* _Passage shown_:
Norwegian Civil Procedure Act of 2005.
The General Tax Act contains only material tax rules. The Petroleum Tax Act and the VAT Act contain both material rules and procedures for complaints, law suits and assessment. The Tax Assessment Act and the Tax Payment Act provide the formal procedure for assessment and payment.
The Tax Assessment Act contains rules governing the time limits for when a matter can be appealed using the administrative appeal procedure. An administrative appeal is handled by a Tax Appeal Board. Due to massive criticism for the lack of fair and independent treatment, the Tax Appeal Board system has recently been changed. The Tax Appeal Board will now comprise independent representatives with a minimum level of relevant competence in tax matters. The deadline for submitting an administrative appeal is, as a general rule, six weeks from the day on which the tax assessment was sent to the taxpayer, although this deadline is shortened to three weeks if the assessment involves a deviation from the taxpayer's own tax return.
The taxpayer can choose not to use the administrative appeal procedure and bring his case directly to the court. The deadline to initiate court proceedings where the administrative procedure has not been used is six months from the date when the assessment was sent to the taxpayer. If the assessment has been brought before the Tax Appeal Board, the deadline is six months from the date the Tax Appeal Board's resolution was sent to the taxpayer. If the taxpayer does nothing within these six-month deadlines, as a main rule the assessment is final. However, there are certain exceptions to this where an appeal can be initiated after the relevant deadline has passed (for example, if there is a court ruling determining that the previous assessment is based on the tax authorities' wrong interpretation of the law, or if the tax authorities announce that their previous practice was incorrect).
The Ministry of Finance and the City Council can initiate court proceedings if a tax assessment is based on incorrect facts or the wrong legal basis. The deadline to initiate these proceedings is four months from the date that the assessment was made. However, these types of proceedings are extremely rare.
The legislation governing tax litigation and court proceedings concerning tax matters are the general rules which apply to all civil litigation. There are no special rules applicable to tax matters. The general rules on civil court proceedings are found in the Norwegian Civil Procedure Act of 2005. Norway does not have any special courts or court proceedings for handling tax matters, and there are no special requirements for expert judges or associate judges.
Criminal tax litigation
The principal pieces of legislation governing criminal tax litigation are as follows:
Tax Assessment Act.
Criminal Procedure Act.

* _Exercises to complete_:
• a. Answer from the passage on Norwegian tax litigation:
(i) As a general rule, what is the deadline for submitting an administrative appeal?
(ii) What is the deadline for the Ministry of Finance and the City Council to initiate court proceedings?
(iii) In which act are the general rules on civil court proceedings found?
• b. Extend the passage on Norwegian tax litigation, starting right after its final line.

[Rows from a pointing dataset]
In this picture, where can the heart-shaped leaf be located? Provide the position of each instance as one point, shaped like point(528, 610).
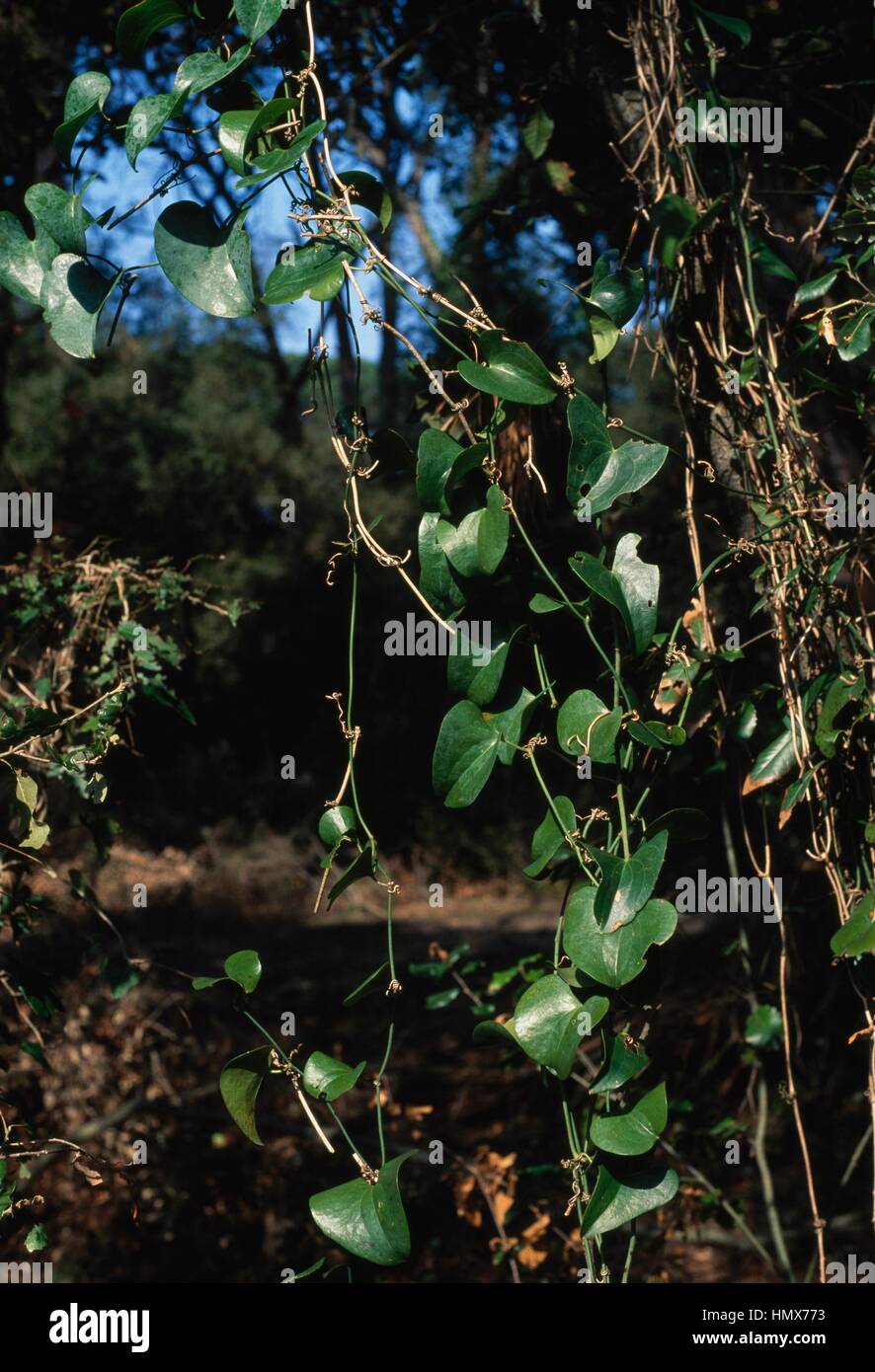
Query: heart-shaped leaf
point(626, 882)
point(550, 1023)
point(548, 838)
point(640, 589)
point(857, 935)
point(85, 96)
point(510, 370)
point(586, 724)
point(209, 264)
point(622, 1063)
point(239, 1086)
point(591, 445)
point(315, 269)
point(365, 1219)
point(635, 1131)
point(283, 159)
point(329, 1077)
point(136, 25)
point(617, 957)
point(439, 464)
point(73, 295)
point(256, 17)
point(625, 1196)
* * *
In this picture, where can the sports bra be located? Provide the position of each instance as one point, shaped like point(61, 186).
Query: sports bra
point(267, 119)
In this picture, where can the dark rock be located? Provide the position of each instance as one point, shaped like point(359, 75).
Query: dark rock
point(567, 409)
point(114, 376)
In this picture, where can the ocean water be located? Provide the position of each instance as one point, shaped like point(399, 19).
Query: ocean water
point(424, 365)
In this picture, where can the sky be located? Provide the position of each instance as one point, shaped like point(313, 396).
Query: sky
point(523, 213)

* _Expected outputs_:
• a.
(i) Six weeks from the day on which the tax assessment was sent to the taxpayer.
(ii) Four months from the date that the assessment was made.
(iii) The Norwegian Civil Procedure Act of 2005.

• b.
The Tax Assessment Act also governs the requirements for when the tax authorities must treat a tax matter as a criminal matter. As an initial step instead of commencing criminal proceedings, the Tax Assessment Act outlines the circumstances in which a "penalty tax" can be imposed on a taxpayer by the tax authorities. A penalty tax can be imposed by the tax authority on a taxpayer if the taxpayer has provided incorrect or incomplete information to the tax authorities, and this has, or could have (if not revealed) resulted in an assessment to tax that is too low. The taxpayer's intention in providing incorrect or incomplete information is not relevant, as it is not necessary to show that the taxpayer either intentionally or deliberately provided the incorrect/incomplete information for a penalty tax to be imposed.
Penalty taxes are imposed at the following three rates:
10% of the difference between the amount of tax paid and the amount of tax actually due.
45% of the difference between the amount of tax paid and the amount of tax actually due.
60% of the difference between the amount of tax paid and the amount of tax actually due.
Penalty tax is only imposed at the higher rates where it can be shown that the taxpayer understood, or should have understood, that the incorrect or incomplete information provided could lead to a more favourable tax treatment.
The tax authorities must evaluate, in each case, whether to impose a penalty tax or, where the case is deemed sufficiently severe, whether to bring criminal charges against a taxpayer instead of imposing a penalty tax. Since the penalty tax is considered to be a "penalty" under Article 6(1) of the European Convention on Human Rights, a taxpayer cannot be subject to both a penalty tax and criminal charges. In some matters the tax authorities will choose to impose a penalty tax even where the violation of tax law is quite serious.
If the prosecution authority finds that the matter presented by the tax authorities involves a legal offence under the Criminal Code, it will initiate criminal court proceedings by charging the taxpayer. The Criminal Code distinguishes between three separate tax offences:
Gross negligent tax fraud.
Gross tax fraud.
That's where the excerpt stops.